**Excerpted text**

Tärna IK Fjällvinden is an alpine skiing club in Tärnaby, Sweden. Although Tärnaby has a population of a mere 500, Fjällvinden was the landmark for many professional alpine skiers, such as Ingemar Stenmark, Anja Pärson, Stig Strand, Jens Byggmark, and Bengt Fjällberg.

==History==
IK Fjällvinden was founded in Umfors, while Tärna IK was founded in Tärnaby. The two clubs merged in 1928, adopting cross-country skiing. Alpine skiing was adopted in 1937.

==Notable winnings==
- Three Olympic gold medals
- One Olympic silver medal
- Five Olympic bronze medals
- Ten World Championship gold medals
- Six World Championship silver medals
- Six World Championship bronze medals
- 129 Alpine Skiing World Cup victories
- More than 100 Swedish National Championship gold medals.

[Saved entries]

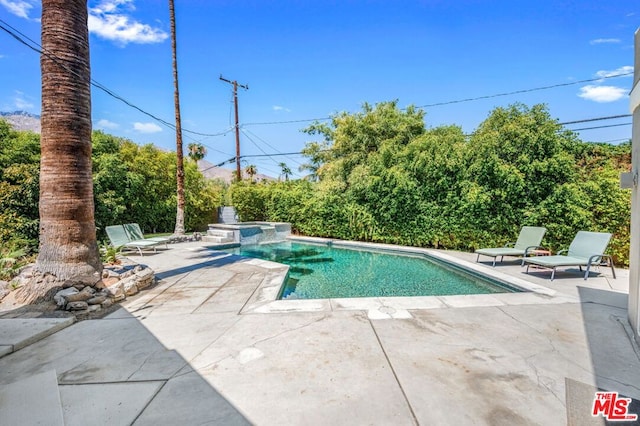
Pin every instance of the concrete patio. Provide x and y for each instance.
(206, 345)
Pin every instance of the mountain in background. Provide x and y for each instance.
(212, 172)
(25, 121)
(22, 120)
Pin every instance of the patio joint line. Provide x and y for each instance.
(150, 400)
(393, 371)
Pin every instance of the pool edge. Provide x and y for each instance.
(263, 300)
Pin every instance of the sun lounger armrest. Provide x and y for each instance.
(533, 248)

**Goal of the exercise**
In the text about Tärna IK Fjällvinden, in what year did the club adopt alpine skiing?

**Response to this exercise**
1937